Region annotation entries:

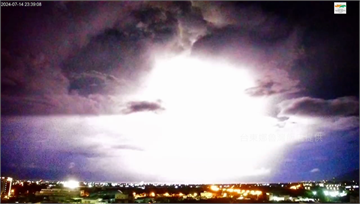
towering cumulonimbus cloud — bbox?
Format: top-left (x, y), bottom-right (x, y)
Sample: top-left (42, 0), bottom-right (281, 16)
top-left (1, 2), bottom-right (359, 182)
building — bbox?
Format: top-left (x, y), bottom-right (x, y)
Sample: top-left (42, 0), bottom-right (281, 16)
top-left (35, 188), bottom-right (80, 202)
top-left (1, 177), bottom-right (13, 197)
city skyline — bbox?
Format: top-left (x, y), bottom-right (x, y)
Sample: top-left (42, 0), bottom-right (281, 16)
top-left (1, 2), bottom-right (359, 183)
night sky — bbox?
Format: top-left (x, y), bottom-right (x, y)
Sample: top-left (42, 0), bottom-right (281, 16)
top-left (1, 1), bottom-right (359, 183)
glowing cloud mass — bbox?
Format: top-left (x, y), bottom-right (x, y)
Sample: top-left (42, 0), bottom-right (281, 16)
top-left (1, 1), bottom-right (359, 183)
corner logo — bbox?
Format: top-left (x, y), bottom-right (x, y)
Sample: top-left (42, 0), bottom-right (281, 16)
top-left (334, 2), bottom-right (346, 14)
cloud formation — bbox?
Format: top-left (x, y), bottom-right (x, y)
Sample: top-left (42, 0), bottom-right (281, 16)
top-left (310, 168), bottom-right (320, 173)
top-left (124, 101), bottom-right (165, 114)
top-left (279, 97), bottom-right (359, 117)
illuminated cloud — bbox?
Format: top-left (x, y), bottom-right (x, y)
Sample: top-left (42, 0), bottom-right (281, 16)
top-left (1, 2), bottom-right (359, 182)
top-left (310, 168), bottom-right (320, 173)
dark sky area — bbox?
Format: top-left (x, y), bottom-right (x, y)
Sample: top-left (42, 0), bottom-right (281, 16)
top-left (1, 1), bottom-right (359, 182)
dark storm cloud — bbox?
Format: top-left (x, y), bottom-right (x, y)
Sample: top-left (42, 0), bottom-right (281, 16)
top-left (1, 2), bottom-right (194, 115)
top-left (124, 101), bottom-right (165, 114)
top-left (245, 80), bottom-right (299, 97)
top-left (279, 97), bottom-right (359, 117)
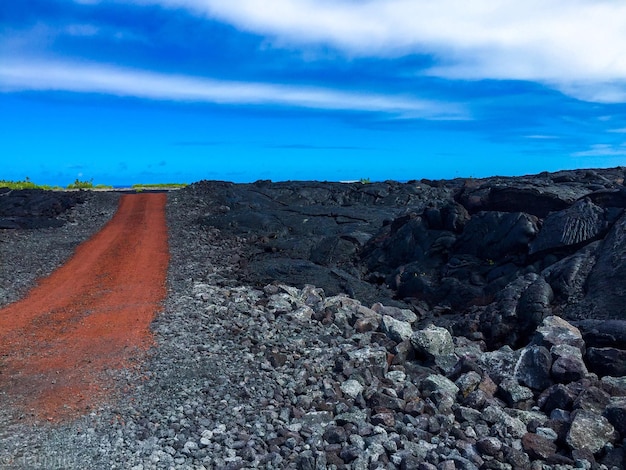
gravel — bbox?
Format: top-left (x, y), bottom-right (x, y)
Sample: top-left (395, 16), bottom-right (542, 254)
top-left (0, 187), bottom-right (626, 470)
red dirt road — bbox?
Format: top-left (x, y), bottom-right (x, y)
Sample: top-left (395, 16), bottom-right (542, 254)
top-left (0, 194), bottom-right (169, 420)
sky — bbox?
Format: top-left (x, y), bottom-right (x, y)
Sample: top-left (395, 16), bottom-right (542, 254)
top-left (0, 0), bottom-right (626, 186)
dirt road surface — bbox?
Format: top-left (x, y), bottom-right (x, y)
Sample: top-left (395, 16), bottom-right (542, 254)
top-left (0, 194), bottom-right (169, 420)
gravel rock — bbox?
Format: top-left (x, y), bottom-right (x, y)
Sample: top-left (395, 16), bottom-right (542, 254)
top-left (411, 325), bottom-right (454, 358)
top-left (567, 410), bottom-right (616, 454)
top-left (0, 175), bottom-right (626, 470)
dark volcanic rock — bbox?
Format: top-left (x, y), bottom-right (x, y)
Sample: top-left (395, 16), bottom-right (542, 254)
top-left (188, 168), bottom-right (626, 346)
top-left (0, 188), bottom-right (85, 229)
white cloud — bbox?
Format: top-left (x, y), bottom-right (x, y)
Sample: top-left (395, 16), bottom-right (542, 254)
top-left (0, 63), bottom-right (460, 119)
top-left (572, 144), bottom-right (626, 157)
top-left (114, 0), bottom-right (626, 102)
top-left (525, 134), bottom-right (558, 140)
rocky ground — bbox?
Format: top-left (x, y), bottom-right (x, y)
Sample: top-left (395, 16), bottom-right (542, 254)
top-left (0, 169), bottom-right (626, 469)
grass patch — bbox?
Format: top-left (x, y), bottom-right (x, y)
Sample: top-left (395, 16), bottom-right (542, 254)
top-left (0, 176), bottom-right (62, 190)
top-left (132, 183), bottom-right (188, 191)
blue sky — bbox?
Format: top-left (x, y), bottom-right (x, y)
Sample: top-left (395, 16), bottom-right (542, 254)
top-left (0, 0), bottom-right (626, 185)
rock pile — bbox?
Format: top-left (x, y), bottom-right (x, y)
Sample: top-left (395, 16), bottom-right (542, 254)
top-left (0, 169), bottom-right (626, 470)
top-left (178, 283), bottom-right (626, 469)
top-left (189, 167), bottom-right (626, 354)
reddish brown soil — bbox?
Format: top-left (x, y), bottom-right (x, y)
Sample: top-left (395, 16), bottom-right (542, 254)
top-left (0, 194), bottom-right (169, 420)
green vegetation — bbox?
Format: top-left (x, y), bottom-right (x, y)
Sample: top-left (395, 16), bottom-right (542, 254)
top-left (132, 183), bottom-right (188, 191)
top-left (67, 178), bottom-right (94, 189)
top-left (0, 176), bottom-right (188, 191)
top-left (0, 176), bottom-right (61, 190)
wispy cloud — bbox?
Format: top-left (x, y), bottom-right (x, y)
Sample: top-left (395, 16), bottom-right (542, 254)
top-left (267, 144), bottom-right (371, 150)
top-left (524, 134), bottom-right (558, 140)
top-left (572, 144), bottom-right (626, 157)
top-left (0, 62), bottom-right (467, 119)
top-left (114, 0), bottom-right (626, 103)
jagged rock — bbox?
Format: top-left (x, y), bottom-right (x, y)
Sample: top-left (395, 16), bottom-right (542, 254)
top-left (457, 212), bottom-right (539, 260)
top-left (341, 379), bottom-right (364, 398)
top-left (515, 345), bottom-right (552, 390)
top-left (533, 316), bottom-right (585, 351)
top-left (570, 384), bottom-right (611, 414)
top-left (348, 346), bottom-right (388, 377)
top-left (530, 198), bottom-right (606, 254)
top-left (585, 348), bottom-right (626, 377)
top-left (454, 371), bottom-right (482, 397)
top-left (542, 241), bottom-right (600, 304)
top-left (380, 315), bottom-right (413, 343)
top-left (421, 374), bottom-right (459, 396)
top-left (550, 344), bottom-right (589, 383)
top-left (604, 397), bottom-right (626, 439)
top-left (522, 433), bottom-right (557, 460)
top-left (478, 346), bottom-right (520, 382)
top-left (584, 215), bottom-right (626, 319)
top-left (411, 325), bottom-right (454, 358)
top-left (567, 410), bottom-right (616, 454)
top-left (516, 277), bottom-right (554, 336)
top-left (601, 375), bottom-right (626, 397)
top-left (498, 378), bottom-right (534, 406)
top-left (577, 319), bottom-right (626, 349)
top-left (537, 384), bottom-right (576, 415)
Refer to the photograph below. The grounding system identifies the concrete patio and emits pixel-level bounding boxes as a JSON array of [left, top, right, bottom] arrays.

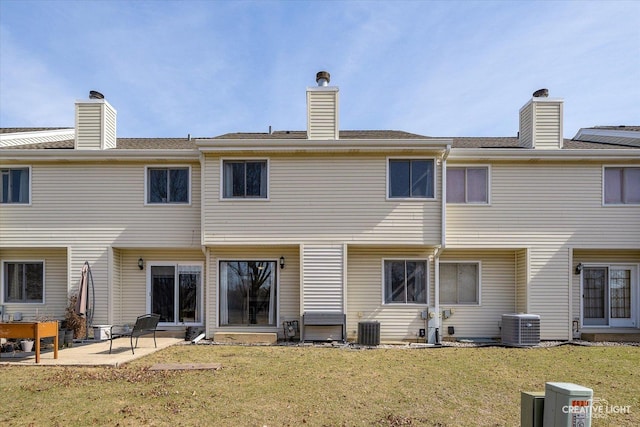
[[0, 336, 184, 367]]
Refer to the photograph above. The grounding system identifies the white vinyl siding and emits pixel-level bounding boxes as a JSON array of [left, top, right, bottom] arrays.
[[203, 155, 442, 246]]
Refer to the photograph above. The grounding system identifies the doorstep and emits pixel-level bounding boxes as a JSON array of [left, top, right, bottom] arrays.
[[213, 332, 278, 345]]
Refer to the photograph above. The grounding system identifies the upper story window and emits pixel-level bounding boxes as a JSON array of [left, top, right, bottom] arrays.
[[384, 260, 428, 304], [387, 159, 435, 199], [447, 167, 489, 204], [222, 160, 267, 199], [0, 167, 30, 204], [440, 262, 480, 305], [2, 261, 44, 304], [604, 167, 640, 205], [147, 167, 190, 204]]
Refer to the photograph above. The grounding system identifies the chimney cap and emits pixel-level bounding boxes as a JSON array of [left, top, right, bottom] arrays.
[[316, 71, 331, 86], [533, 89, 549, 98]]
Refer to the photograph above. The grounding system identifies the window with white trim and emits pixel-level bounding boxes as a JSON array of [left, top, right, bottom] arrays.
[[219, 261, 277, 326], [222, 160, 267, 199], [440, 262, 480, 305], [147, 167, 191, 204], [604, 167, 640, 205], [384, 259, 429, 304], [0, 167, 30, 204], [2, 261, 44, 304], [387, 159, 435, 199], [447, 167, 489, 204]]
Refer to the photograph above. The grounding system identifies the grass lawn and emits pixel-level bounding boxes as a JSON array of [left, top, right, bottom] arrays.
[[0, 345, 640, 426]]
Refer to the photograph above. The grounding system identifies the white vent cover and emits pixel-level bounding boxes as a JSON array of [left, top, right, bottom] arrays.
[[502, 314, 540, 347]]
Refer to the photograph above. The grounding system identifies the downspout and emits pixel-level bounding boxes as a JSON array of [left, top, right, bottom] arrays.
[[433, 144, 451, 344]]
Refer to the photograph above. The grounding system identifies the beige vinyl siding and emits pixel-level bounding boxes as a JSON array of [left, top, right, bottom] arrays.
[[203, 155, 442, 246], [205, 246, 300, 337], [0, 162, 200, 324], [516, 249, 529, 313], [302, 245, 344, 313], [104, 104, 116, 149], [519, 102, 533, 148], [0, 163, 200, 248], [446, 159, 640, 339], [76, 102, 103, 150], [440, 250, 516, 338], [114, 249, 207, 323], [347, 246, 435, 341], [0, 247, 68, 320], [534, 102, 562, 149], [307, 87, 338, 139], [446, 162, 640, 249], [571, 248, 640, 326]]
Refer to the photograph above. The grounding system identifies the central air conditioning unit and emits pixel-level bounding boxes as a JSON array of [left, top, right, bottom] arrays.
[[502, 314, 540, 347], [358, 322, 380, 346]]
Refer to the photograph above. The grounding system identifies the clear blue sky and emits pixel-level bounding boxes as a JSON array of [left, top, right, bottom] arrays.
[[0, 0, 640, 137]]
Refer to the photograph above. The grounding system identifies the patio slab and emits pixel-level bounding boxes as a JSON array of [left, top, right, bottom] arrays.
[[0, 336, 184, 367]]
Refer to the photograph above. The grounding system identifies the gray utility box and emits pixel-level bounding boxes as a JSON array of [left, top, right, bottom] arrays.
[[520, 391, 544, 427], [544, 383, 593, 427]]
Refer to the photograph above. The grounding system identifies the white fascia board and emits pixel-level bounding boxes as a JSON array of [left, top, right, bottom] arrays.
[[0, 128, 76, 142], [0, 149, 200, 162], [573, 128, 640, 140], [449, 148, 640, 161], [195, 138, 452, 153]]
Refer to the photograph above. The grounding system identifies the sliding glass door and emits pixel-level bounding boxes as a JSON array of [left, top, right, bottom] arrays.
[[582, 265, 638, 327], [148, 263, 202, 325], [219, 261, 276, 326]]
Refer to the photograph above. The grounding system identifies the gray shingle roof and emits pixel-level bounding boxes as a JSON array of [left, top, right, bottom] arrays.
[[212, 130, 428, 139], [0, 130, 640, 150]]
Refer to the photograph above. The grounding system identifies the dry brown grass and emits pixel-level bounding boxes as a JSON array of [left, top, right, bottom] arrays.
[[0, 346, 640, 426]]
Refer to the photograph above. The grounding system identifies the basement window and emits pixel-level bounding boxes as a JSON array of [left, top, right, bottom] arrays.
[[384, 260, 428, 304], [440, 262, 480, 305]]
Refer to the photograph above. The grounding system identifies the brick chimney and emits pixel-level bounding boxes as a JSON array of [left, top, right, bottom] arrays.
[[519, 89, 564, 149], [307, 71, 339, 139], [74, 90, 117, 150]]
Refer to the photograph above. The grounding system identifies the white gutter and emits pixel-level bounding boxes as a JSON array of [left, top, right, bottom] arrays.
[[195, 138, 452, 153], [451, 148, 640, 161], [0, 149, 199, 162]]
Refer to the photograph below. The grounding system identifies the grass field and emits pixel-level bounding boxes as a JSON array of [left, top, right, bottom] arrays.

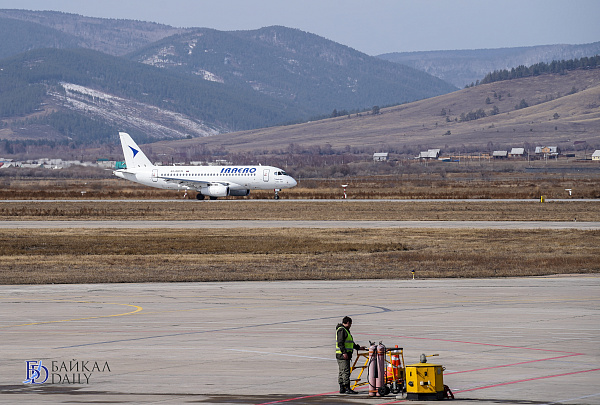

The request:
Arrange as a numbered list the lines running from the one containing "the gray utility" through the one containing "[[212, 130, 428, 139], [0, 130, 640, 150]]", both included, and omit any blank lines.

Output of the exercise:
1. Refer to the photograph above. The grounding system identifies the gray utility box and emits pixel-level bounding boxes as a JSON array of [left, top, right, bottom] arrays.
2. [[520, 391, 544, 427], [544, 383, 593, 427]]
3. Refer to the photograph above. The grounding system identifies the white fascia board and emits pixel-level bounding boxes as a JSON array of [left, top, right, bottom] arrays.
4. [[0, 128, 76, 142], [0, 149, 200, 162], [573, 128, 640, 140], [449, 148, 640, 161], [195, 138, 452, 153]]
5. Refer to the photograph above. The grounding system identifies the sliding glass door and emits pixel-level bounding boxes as a JSON array of [left, top, right, bottom] arrays.
6. [[582, 265, 638, 327], [148, 263, 202, 325], [219, 261, 276, 326]]
7. Refer to the photograph above. The grounding system identifies the gray shingle roof and emits pixel-level bounding boxes as a JSON array of [left, top, right, bottom] arrays.
8. [[212, 130, 428, 139], [0, 130, 640, 150]]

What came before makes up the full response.